**YOUR OBJECTIVE:**
Put only the lines from the one containing "like [85, 668]." through the one containing "Query: wet concrete floor" into a numbered list, leaving out any blank lines.

**DATASET CONTENT:**
((

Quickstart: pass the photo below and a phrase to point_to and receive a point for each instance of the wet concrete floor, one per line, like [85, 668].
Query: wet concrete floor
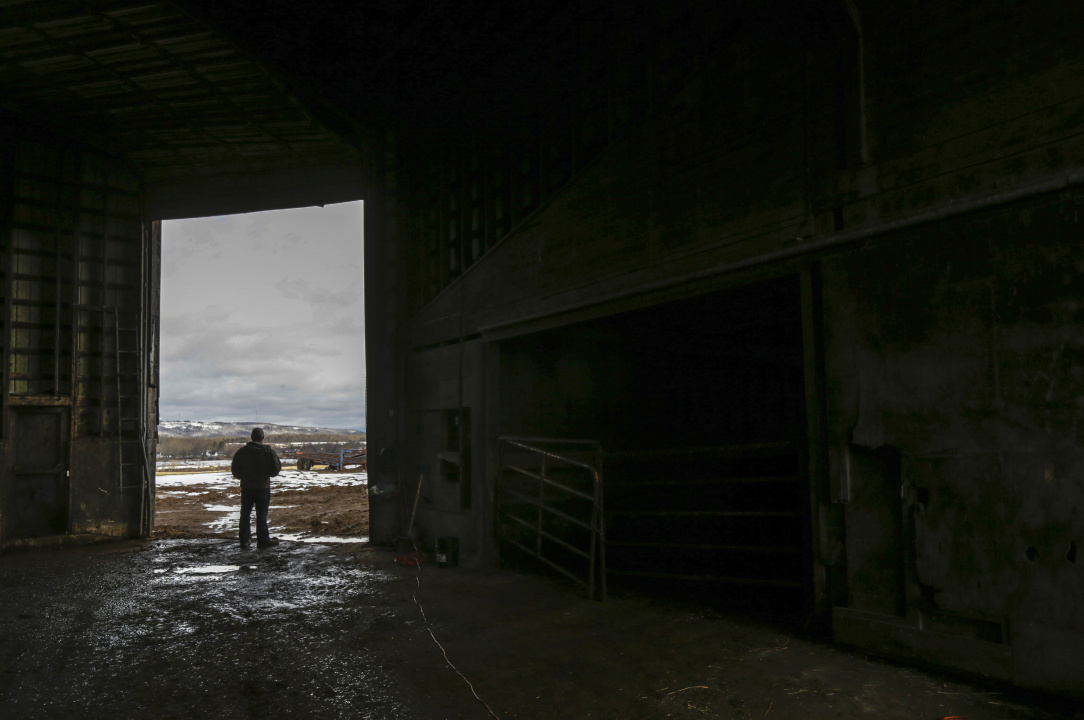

))
((

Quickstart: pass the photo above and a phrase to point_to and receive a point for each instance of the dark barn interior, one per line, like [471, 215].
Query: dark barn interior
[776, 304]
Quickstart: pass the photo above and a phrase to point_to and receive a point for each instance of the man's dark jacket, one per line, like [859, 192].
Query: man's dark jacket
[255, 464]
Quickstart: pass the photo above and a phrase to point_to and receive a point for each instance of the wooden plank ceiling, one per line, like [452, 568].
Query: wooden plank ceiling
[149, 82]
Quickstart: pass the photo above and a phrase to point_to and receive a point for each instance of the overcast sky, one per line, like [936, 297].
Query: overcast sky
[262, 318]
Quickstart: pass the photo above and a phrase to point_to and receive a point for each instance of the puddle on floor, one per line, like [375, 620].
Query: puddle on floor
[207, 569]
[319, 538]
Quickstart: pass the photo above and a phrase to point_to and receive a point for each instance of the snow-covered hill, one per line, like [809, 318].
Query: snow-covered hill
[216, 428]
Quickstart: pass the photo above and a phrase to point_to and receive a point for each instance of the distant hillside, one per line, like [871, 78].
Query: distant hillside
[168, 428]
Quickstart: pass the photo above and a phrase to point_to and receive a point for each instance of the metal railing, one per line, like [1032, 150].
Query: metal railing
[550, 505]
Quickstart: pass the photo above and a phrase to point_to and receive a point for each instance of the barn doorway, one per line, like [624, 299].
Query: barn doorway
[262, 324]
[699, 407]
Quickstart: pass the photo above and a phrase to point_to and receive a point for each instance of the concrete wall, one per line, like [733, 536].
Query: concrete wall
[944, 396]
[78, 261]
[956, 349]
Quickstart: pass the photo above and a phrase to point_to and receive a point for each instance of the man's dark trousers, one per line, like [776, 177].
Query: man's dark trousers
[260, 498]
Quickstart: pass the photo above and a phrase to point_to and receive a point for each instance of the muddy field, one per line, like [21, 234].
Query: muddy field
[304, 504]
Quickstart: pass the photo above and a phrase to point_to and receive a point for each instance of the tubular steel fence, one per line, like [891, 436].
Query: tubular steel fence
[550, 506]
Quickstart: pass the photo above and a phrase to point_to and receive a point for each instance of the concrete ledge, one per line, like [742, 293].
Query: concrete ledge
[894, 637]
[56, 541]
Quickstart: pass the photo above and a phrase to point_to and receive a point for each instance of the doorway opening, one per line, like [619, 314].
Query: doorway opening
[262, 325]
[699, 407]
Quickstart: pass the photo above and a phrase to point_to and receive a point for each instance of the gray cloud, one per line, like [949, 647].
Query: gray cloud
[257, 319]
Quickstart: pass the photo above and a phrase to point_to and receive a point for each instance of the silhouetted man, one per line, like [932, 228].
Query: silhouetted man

))
((

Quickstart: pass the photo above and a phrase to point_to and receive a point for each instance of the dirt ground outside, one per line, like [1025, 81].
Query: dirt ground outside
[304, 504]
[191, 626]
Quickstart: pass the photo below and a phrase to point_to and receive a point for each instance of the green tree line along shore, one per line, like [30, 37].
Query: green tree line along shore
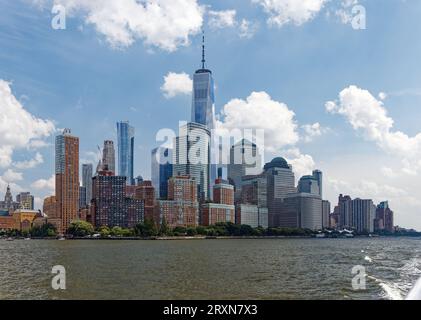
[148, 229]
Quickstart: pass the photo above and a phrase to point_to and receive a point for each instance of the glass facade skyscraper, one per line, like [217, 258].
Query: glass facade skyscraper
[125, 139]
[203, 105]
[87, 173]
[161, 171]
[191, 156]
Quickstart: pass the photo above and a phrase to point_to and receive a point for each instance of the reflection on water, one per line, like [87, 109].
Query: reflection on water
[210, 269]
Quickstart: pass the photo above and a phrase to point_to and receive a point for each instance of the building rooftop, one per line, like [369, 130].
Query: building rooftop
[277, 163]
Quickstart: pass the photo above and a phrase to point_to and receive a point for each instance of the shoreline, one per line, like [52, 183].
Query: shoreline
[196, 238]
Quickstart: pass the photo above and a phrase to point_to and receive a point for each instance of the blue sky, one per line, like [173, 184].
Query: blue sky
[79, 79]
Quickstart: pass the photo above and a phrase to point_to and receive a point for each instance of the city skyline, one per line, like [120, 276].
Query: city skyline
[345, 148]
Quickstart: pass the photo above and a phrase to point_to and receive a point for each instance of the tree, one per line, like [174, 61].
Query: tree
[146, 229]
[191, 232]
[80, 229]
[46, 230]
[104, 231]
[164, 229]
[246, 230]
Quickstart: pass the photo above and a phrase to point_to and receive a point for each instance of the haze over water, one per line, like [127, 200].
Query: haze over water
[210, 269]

))

**OUTPUT OF THE TASK:**
1. Quickstart: pass the photo below and a phrase to point_to and receive a point for each instance of the wet concrete floor, one per line, like [85, 668].
2. Query: wet concrete floor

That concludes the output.